[Point-based annotation data]
* BEGIN *
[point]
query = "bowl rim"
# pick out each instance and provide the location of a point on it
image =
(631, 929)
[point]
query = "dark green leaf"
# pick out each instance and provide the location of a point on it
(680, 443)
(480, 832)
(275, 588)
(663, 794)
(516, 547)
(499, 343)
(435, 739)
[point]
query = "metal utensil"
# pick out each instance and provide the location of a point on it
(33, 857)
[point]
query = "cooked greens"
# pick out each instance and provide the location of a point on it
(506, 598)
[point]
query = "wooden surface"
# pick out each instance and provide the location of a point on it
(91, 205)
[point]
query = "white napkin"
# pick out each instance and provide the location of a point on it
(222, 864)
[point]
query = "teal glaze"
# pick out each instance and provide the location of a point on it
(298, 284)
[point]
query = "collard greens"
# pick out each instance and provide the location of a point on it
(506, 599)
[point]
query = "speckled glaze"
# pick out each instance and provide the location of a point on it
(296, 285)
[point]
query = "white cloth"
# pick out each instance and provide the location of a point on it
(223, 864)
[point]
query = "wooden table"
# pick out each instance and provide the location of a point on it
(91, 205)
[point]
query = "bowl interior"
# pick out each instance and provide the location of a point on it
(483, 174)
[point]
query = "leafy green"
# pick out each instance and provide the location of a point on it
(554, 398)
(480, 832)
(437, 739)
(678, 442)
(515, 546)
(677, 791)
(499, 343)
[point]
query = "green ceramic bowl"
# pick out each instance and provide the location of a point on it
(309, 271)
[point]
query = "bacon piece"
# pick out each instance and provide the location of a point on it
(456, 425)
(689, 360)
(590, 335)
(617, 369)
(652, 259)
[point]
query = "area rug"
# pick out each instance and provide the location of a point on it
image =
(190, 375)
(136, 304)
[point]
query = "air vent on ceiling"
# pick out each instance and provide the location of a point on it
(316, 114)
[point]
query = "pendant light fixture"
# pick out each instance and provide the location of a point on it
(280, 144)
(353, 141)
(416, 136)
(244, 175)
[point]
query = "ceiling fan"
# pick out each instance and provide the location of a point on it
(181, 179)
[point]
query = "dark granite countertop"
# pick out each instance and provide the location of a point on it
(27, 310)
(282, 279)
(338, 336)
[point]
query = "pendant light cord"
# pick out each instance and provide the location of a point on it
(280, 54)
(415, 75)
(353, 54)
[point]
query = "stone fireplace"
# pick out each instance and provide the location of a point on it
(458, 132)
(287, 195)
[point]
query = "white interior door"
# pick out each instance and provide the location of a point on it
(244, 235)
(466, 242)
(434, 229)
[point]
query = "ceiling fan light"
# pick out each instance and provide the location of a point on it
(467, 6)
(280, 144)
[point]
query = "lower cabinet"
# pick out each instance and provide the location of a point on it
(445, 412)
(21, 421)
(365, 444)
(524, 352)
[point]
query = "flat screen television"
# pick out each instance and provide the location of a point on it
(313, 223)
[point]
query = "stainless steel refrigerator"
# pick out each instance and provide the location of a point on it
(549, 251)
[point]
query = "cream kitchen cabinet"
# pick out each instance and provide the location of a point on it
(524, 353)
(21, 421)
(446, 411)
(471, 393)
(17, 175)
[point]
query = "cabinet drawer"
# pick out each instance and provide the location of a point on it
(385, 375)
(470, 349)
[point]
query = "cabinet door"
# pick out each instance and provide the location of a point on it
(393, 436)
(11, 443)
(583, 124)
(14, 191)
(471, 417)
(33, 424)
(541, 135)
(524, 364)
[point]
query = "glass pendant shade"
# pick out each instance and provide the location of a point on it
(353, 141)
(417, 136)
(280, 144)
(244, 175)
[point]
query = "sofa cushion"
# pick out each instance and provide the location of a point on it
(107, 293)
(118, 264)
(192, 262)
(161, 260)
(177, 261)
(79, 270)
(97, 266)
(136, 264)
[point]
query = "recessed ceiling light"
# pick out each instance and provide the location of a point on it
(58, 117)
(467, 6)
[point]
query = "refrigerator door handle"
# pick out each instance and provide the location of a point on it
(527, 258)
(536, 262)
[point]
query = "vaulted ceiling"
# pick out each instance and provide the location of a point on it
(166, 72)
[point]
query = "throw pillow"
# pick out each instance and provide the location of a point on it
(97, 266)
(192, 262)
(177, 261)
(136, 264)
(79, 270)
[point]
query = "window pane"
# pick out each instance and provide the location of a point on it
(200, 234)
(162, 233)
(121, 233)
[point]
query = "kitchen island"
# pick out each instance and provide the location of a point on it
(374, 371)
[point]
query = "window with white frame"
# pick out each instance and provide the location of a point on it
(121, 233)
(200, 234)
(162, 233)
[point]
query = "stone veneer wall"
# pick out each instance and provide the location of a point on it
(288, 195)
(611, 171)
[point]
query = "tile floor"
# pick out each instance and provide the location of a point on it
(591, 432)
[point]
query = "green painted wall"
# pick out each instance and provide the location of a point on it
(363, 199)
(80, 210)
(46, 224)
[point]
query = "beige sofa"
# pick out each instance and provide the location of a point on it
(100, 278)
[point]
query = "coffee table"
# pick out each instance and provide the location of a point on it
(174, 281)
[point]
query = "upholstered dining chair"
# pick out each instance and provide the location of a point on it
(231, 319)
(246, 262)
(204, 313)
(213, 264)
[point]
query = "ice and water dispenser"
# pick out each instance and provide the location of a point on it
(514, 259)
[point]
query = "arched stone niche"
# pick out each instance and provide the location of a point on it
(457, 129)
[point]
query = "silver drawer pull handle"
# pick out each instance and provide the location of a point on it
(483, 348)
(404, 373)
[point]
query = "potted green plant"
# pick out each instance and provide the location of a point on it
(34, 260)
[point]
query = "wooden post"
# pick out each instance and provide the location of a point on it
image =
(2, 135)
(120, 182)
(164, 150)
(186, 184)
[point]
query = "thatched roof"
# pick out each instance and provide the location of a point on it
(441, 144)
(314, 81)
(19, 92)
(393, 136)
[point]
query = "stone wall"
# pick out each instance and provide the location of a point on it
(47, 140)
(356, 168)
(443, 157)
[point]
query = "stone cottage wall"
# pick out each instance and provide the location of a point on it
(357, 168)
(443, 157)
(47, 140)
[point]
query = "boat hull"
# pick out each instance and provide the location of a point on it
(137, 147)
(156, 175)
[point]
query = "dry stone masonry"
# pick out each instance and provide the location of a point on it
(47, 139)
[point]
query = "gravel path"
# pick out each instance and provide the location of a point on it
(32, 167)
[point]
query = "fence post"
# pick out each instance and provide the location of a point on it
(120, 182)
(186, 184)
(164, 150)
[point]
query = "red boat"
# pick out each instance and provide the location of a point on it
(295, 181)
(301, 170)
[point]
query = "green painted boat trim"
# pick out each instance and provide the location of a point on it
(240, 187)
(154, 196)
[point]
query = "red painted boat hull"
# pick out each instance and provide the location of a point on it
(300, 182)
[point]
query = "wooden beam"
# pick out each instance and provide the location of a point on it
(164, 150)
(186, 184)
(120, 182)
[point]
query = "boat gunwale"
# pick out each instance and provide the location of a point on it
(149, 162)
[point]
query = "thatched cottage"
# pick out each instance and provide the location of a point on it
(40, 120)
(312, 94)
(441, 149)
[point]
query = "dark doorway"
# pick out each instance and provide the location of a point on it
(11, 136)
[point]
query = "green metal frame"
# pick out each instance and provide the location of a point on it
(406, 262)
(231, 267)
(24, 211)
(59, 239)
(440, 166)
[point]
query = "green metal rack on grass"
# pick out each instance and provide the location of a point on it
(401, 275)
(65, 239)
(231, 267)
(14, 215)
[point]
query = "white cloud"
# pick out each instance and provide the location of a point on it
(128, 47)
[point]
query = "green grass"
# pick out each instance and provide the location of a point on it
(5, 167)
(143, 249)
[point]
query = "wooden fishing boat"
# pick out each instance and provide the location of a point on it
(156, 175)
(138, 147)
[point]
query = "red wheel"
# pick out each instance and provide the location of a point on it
* END *
● Exercise instructions
Retype all the material above precisely, with no line left out.

● Written response
[point]
query = "bowl rim"
# pick out each instance and provide the location of a point on it
image =
(631, 929)
[point]
query = "dark green leaf"
# pick out each instance and provide the location of a point on it
(680, 443)
(480, 832)
(275, 588)
(663, 794)
(516, 547)
(499, 343)
(435, 739)
[point]
query = "metal utensil"
# pick out each instance and provide the location of a point on it
(33, 857)
[point]
query = "cooked greens"
# pick out each instance and provide the location of a point on it
(506, 598)
[point]
query = "wooden surface"
# pick out each instance and provide the location of a point on it
(91, 205)
[point]
query = "white napkin"
# pick out each instance and provide the location of a point on it
(222, 864)
[point]
query = "teal glaze"
# pick out each instance and provide the location of a point on it
(298, 284)
[point]
query = "collard greens"
# pick out each instance and provide the location of a point on it
(506, 599)
[point]
query = "speckled glaze"
# pick out each instance and provide the location of a point on it
(296, 285)
[point]
query = "white cloth"
# pick out each instance and provide the location of a point on it
(223, 864)
[point]
query = "wooden table"
# pick out each instance and provide the location of a point on it
(91, 205)
[point]
query = "bowl interior"
# pick out each instance and provide the location of a point on it
(483, 174)
[point]
query = "leafy green"
# pick out each instance and provide the location of a point on it
(554, 398)
(480, 832)
(437, 739)
(678, 442)
(515, 546)
(677, 791)
(499, 343)
[point]
query = "green ceramic bowl"
# pick out each instance and provide the location of a point on it
(309, 271)
[point]
query = "bacon piece"
# pick out each instance and provide the location of a point on it
(456, 425)
(689, 360)
(590, 335)
(617, 369)
(652, 259)
[point]
query = "area rug"
# pick out each instance and provide the location of a point on it
image =
(190, 375)
(136, 304)
[point]
query = "air vent on ceiling"
# pick out each instance and provide the location of a point on it
(316, 114)
[point]
query = "pendant light fixture"
# pick out each instance and provide the location of a point on it
(280, 144)
(353, 141)
(416, 136)
(244, 175)
[point]
query = "ceiling fan"
# pick out each instance and provide the location of a point on it
(181, 179)
[point]
query = "dark granite countertop"
# pick out each instance and provide the location of a point on it
(27, 310)
(282, 279)
(338, 336)
[point]
query = "pendant light cord"
# pick out each instance and provide the location of a point on it
(280, 54)
(415, 75)
(353, 54)
[point]
query = "stone fireplace"
# pick out each instance and provide the location of a point on it
(458, 132)
(287, 195)
[point]
query = "white interior door"
# pick out each instance and provide the location of a point on it
(244, 235)
(466, 242)
(434, 229)
[point]
query = "ceiling fan light"
# pick out each instance and provide the location of a point on it
(467, 6)
(280, 144)
[point]
query = "lower cabinet"
# pick out each instance and provide the location of a point on it
(445, 412)
(21, 421)
(365, 444)
(524, 352)
[point]
query = "flat screen television"
# pick out each instance and provide the location of a point on it
(313, 223)
[point]
query = "stainless steel refrigerator"
# pick out each instance and provide the location of a point on it
(549, 251)
[point]
query = "cream kitchen cabinet"
# pick out each instance and provide the location of a point on it
(524, 353)
(21, 421)
(446, 411)
(471, 393)
(17, 175)
[point]
query = "cabinet drawer"
# pick out each instance and provide the location of a point on it
(385, 375)
(470, 349)
[point]
query = "cabinet door"
# pick out each instance and provide the location of a point on it
(393, 436)
(11, 443)
(583, 124)
(14, 191)
(471, 417)
(33, 424)
(541, 135)
(524, 364)
[point]
query = "glass pendant shade"
# pick out each instance and provide the location of a point on it
(353, 141)
(417, 136)
(280, 144)
(244, 175)
[point]
query = "sofa cushion"
# pick out each instance and provide the location of a point on it
(107, 293)
(118, 264)
(192, 262)
(161, 260)
(177, 261)
(79, 270)
(97, 266)
(136, 264)
[point]
query = "recessed ceiling light"
# pick out each instance and provide the location of a point on it
(58, 117)
(467, 6)
[point]
query = "refrigerator door handle"
# pick out each instance and provide the location of a point on it
(527, 258)
(536, 262)
[point]
query = "vaulted ceiling"
# pick out each instance and provide the location of a point on it
(166, 72)
[point]
query = "throw pillow"
# pick out each instance and provide the location of a point on it
(97, 266)
(192, 262)
(177, 261)
(136, 264)
(79, 270)
[point]
query = "window pane"
# pick out each instance and provide the location of a point on it
(200, 234)
(162, 233)
(121, 233)
[point]
query = "kitchen island"
# pick out each instance and provide the location of a point on it
(374, 371)
[point]
query = "window with white frame"
# pick out each instance and provide the location of a point on it
(121, 233)
(200, 234)
(162, 233)
[point]
query = "stone veneer wall"
# pick out each instance and provide the location of a point on it
(288, 195)
(611, 171)
[point]
query = "tile floor"
# pick out each instance and provide the location of a point on it
(591, 432)
[point]
query = "green painted wall"
# pick out each instance and provide the location of a point on it
(363, 199)
(80, 210)
(46, 224)
[point]
query = "beige sofa"
# pick out each instance and provide the location of a point on it
(100, 278)
[point]
query = "coffee table"
# pick out each instance and provide the location of a point on it
(174, 281)
[point]
query = "upholstered dining chair"
# pick out each instance and provide the location of a point on it
(231, 319)
(246, 262)
(204, 313)
(213, 264)
[point]
query = "ice and water dispenser"
# pick out each instance and provide the location of a point on it
(514, 259)
[point]
query = "arched stone niche"
# pick out each instance and provide the location of a point on it
(457, 129)
[point]
query = "silver drawer pull handle"
# pick out each instance and provide the location of a point on it
(483, 348)
(404, 373)
[point]
query = "potted green plant"
# pick out each instance and provide the location of a point on it
(34, 260)
[point]
query = "wooden post"
# pick out each instance and provide the location of a point on it
image =
(2, 135)
(120, 182)
(164, 150)
(186, 184)
[point]
query = "thatched roof"
# pick out each instance and provide the location of a point on it
(441, 144)
(314, 81)
(19, 92)
(393, 136)
[point]
query = "stone wall"
# pick out each instance and provide the location of a point on it
(47, 140)
(356, 168)
(443, 157)
[point]
query = "stone cottage wall"
# pick out each instance and provide the location of a point on it
(357, 168)
(443, 157)
(47, 140)
[point]
query = "boat hull"
# pick out each instance and provide the location of a point on it
(137, 147)
(156, 175)
[point]
query = "dry stone masonry"
# pick out each instance and provide the location of a point on it
(47, 139)
[point]
query = "gravel path"
# pick out each instance and provide the location of a point on it
(32, 167)
[point]
query = "fence post"
# pick out each instance and provide the location of a point on it
(120, 182)
(186, 184)
(164, 150)
[point]
query = "red boat"
# pick out each instance and provide the location of a point on it
(295, 181)
(301, 170)
[point]
query = "green painted boat trim"
# pick out each instance and provide the location of a point on it
(240, 187)
(154, 196)
[point]
query = "red painted boat hull"
# pick out each instance and provide the location of a point on it
(300, 182)
[point]
query = "wooden beam"
# pick out each instance and provide the location of a point on it
(164, 150)
(186, 184)
(120, 182)
[point]
query = "boat gunwale"
# pick out each instance and provide the location of a point on it
(149, 162)
[point]
query = "thatched cottage"
# pick out each instance and provide the location of a point on it
(40, 120)
(312, 94)
(441, 149)
[point]
query = "dark doorway"
# pick out each instance and provide the location of a point on it
(11, 136)
[point]
query = "green metal frame"
# pick out each instance and provide the location of a point on it
(406, 262)
(231, 267)
(24, 211)
(59, 239)
(440, 166)
[point]
query = "green metal rack on grass"
# pick out each instance and provide the location of a point on it
(401, 275)
(65, 239)
(231, 267)
(14, 215)
[point]
query = "white cloud"
# pick out each instance and provide the location of a point on it
(128, 47)
[point]
query = "green grass"
# pick out each instance and provide the location of a point on it
(5, 167)
(143, 249)
[point]
query = "wooden fishing boat"
# pick out each instance and provide the location of a point on it
(156, 175)
(138, 147)
[point]
query = "red wheel"
# pick out each instance and provide the location of a point on it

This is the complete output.